WHAT THIS TASK INVOLVES: Copy the listing below word for word, from the first line through the last. Leave the pictures out of your copy.

Dataset records:
^^^^^^^^^^^^^^^^

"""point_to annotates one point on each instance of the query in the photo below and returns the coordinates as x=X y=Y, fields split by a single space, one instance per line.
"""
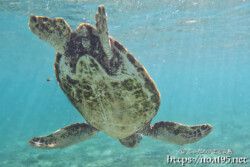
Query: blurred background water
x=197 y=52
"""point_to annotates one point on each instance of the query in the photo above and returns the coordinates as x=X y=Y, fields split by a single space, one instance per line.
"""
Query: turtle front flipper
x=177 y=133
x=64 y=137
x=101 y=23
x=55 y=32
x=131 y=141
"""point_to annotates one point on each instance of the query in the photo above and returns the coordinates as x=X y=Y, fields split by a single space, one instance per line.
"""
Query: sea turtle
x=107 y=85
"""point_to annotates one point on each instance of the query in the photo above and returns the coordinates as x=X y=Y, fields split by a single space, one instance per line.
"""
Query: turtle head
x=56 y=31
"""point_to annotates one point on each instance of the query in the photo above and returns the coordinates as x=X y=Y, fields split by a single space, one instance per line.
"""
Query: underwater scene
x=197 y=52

^^^^^^^^^^^^^^^^

OUTPUT FOR THIS TASK:
"""point_to annotates one point on each instance of the query in the photo below and returns the coordinates as x=X y=Y, fields split by a single space, one instance per line.
"""
Query: blurred background water
x=197 y=52
"""point_to annotates one point on each instance of the query in the photo above and returns the coordinates as x=X y=Y, fields split by a single space, one instance per line.
"""
Query: turtle front flipper
x=177 y=133
x=64 y=137
x=101 y=23
x=55 y=32
x=131 y=141
"""point_to annotates one point on each instance of the query in the photo above and returns the coordinates as x=X y=Y, fields split by a single space, one instance per line.
"""
Query: sea turtle
x=107 y=85
"""point_to annotates one point on each instance of the query in the photo above and returns the coordinates as x=X y=Y, fields split by a single space, one instance per line.
"""
Query: turtle head
x=56 y=31
"""point_to annotates one point on each instance of the query in the photo above and returns the coordinates as x=X y=Y, fields split by a single space, one instance per line.
"""
Query: underwater scene
x=197 y=52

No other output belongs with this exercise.